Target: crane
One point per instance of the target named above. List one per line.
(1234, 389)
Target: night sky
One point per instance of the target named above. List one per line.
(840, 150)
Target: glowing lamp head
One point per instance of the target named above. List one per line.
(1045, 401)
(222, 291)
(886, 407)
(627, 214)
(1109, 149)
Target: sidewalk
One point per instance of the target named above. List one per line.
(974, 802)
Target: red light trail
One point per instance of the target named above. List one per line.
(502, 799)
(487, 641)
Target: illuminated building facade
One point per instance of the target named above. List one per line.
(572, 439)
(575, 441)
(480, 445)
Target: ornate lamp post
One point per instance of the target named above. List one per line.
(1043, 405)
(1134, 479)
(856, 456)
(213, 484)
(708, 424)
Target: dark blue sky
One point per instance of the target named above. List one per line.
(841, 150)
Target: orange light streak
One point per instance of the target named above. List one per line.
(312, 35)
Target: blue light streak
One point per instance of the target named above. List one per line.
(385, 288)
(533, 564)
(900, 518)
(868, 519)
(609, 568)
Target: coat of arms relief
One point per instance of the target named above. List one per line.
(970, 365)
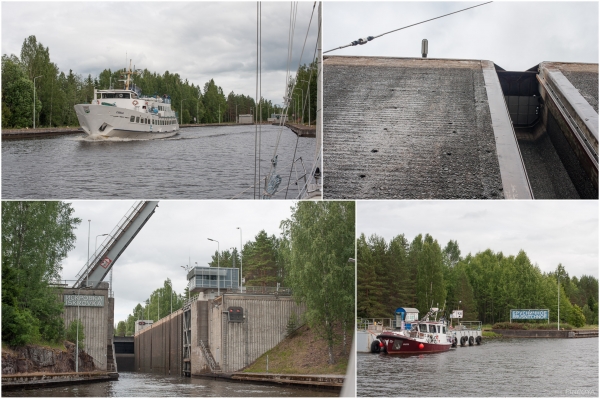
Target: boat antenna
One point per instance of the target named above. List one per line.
(369, 38)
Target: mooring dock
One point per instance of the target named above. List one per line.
(45, 380)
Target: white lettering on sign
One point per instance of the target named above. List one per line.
(529, 314)
(84, 300)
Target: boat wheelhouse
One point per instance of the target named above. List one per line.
(126, 113)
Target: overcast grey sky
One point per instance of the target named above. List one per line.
(550, 232)
(514, 35)
(198, 40)
(176, 232)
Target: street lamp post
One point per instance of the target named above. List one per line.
(308, 81)
(558, 291)
(34, 101)
(218, 267)
(77, 332)
(241, 262)
(302, 104)
(87, 275)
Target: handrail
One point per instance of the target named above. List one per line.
(114, 365)
(111, 239)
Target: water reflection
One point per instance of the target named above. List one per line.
(132, 384)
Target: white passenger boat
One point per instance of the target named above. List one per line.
(126, 113)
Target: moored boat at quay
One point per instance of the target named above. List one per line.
(126, 113)
(423, 336)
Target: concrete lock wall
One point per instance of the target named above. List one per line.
(233, 346)
(95, 320)
(158, 348)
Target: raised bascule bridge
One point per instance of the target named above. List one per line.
(422, 128)
(222, 328)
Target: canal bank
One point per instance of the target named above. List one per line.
(136, 384)
(516, 367)
(547, 333)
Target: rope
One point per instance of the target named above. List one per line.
(289, 91)
(369, 38)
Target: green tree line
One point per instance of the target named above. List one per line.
(488, 284)
(56, 92)
(36, 237)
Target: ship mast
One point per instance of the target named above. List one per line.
(128, 73)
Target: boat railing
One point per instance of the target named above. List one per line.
(468, 325)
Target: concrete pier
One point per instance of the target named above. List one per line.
(48, 380)
(302, 130)
(96, 311)
(14, 134)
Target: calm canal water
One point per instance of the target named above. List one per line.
(152, 385)
(500, 368)
(198, 163)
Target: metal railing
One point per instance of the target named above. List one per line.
(374, 323)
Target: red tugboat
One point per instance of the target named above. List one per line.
(425, 336)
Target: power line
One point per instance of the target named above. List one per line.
(369, 38)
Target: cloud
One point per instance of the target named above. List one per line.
(550, 232)
(198, 40)
(174, 236)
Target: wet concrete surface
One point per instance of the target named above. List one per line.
(585, 82)
(547, 175)
(407, 128)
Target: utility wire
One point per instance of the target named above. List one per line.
(369, 38)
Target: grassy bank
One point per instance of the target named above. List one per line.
(304, 353)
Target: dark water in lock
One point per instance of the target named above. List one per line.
(198, 163)
(499, 368)
(153, 385)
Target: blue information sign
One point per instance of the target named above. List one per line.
(529, 314)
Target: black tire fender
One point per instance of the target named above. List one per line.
(375, 346)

----

◆ REQUIRED WORK: Render every line of the rows above as a Markdown table with two columns, Number and Line, giving each line its own numbered table row, and omit blank lines and the pictures.

◆ CORRECT ANSWER:
| Number | Line |
|---|---|
| 1 | Target: crane |
| 2 | One point per instance of the target named above. List one per line. |
| 3 | (1234, 389) |
| 4 | Target: night sky |
| 5 | One point per instance of the target named above. List one per line. |
| 6 | (840, 150) |
| 7 | Target: glowing lamp head |
| 8 | One point per instance of the target named above. List one per line. |
| 9 | (1045, 401) |
| 10 | (222, 291) |
| 11 | (886, 407) |
| 12 | (627, 214) |
| 13 | (1109, 149) |
| 14 | Target: sidewalk |
| 15 | One point per instance of the target named above. List one per line. |
| 16 | (974, 802) |
| 17 | Target: red light trail |
| 18 | One point per instance of the target named above. List one per line. |
| 19 | (502, 799) |
| 20 | (487, 641) |
| 21 | Target: illuminated building facade |
| 22 | One point per instance of the target named above. List one per line. |
| 23 | (572, 439) |
| 24 | (575, 441) |
| 25 | (480, 445) |
| 26 | Target: ornate lamp post |
| 27 | One point per instance of the target named above. List one per line. |
| 28 | (1043, 405) |
| 29 | (1134, 479) |
| 30 | (856, 456) |
| 31 | (213, 484) |
| 32 | (708, 424) |
| 33 | Target: dark blue sky |
| 34 | One point per instance of the target named above. List one per line. |
| 35 | (841, 150) |
| 36 | Target: orange light streak |
| 37 | One point per instance of the target named above. List one per line. |
| 38 | (312, 35) |
| 39 | Target: blue light streak |
| 40 | One point per instance of the target named above. List one per line. |
| 41 | (385, 288) |
| 42 | (533, 564) |
| 43 | (900, 518) |
| 44 | (868, 519) |
| 45 | (609, 568) |
| 46 | Target: coat of arms relief |
| 47 | One point per instance of the target named above. List one per line. |
| 48 | (970, 365) |
| 49 | Target: boat antenna |
| 50 | One point per instance of the target named above. List one per line. |
| 51 | (369, 38) |
| 52 | Target: mooring dock |
| 53 | One point per instance of the target named above. List one per line. |
| 54 | (45, 380) |
| 55 | Target: white lettering on sign |
| 56 | One point per instance of the target named above. List one per line. |
| 57 | (529, 314) |
| 58 | (84, 300) |
| 59 | Target: boat wheelhouse |
| 60 | One point per instance of the target named above. List one per line. |
| 61 | (126, 113) |
| 62 | Target: overcast grey sky |
| 63 | One point per instance of the target named above. List one per line. |
| 64 | (550, 232) |
| 65 | (514, 35) |
| 66 | (198, 40) |
| 67 | (176, 232) |
| 68 | Target: street lamp post |
| 69 | One point per instance of the target named above. List one per line. |
| 70 | (308, 81) |
| 71 | (558, 291) |
| 72 | (34, 101) |
| 73 | (218, 267) |
| 74 | (77, 332) |
| 75 | (241, 262) |
| 76 | (302, 104) |
| 77 | (87, 275) |
| 78 | Target: handrail |
| 79 | One point per instance of the target named above. List one per line. |
| 80 | (114, 365) |
| 81 | (111, 239) |
| 82 | Target: water reflection |
| 83 | One point per instance of the target named above. List one per line. |
| 84 | (132, 384) |
| 85 | Target: white passenger boat |
| 86 | One point per instance of the target named above. List one per line. |
| 87 | (126, 113) |
| 88 | Target: moored boat at quay |
| 89 | One point per instance of the target named above. List one per line. |
| 90 | (126, 113) |
| 91 | (423, 336) |
| 92 | Target: concrete lock wall |
| 93 | One point per instance of the target named above. List one per line. |
| 94 | (233, 346) |
| 95 | (95, 320) |
| 96 | (158, 348) |
| 97 | Target: raised bascule bridge |
| 98 | One point per instance of the target named above. List one per line. |
| 99 | (422, 128) |
| 100 | (222, 328) |
| 101 | Target: canal bank |
| 102 | One point per instance of the target named above. List one per line. |
| 103 | (136, 384) |
| 104 | (516, 367) |
| 105 | (547, 333) |
| 106 | Target: rope |
| 107 | One point per instance of the target named above. List one per line. |
| 108 | (289, 91) |
| 109 | (369, 38) |
| 110 | Target: green tree line |
| 111 | One point per instance of the target named above. List one per line. |
| 112 | (488, 284) |
| 113 | (56, 92) |
| 114 | (36, 237) |
| 115 | Target: ship mast |
| 116 | One point per instance of the target named above. List one per line. |
| 117 | (128, 73) |
| 118 | Target: boat railing |
| 119 | One point per instance of the target named above. List one per line. |
| 120 | (468, 325) |
| 121 | Target: concrete pier |
| 122 | One point per instance of the target named above. List one per line. |
| 123 | (48, 380) |
| 124 | (302, 130) |
| 125 | (96, 311) |
| 126 | (14, 134) |
| 127 | Target: calm canal water |
| 128 | One point per instance of the target named above. List one per line. |
| 129 | (152, 385) |
| 130 | (500, 368) |
| 131 | (198, 163) |
| 132 | Target: metal railing |
| 133 | One point per instance of the target named above. List one per line. |
| 134 | (374, 323) |
| 135 | Target: red tugboat |
| 136 | One point per instance of the target named above. List one per line. |
| 137 | (425, 336) |
| 138 | Target: power line |
| 139 | One point per instance of the target named above. List one per line. |
| 140 | (369, 38) |
| 141 | Target: cloud |
| 142 | One point per instance of the target named above. List one per line. |
| 143 | (550, 232) |
| 144 | (198, 40) |
| 145 | (174, 236) |
| 146 | Target: wet concrete surface |
| 147 | One point per instance of the target named above. List one per line. |
| 148 | (585, 82) |
| 149 | (547, 175) |
| 150 | (407, 128) |
| 151 | Target: utility wire |
| 152 | One point per instance of the target named above. List one per line. |
| 153 | (369, 38) |
| 154 | Target: grassy bank |
| 155 | One point per instance of the target named above. List one per line. |
| 156 | (304, 353) |
| 157 | Target: dark water in lock |
| 158 | One point per instance of the target named above. List one per line. |
| 159 | (198, 163) |
| 160 | (499, 368) |
| 161 | (153, 385) |
| 162 | Target: blue information sign |
| 163 | One point per instance of the target named above. List one per line. |
| 164 | (529, 314) |
| 165 | Target: black tire fender |
| 166 | One point per instance of the target named above. List one per line. |
| 167 | (375, 346) |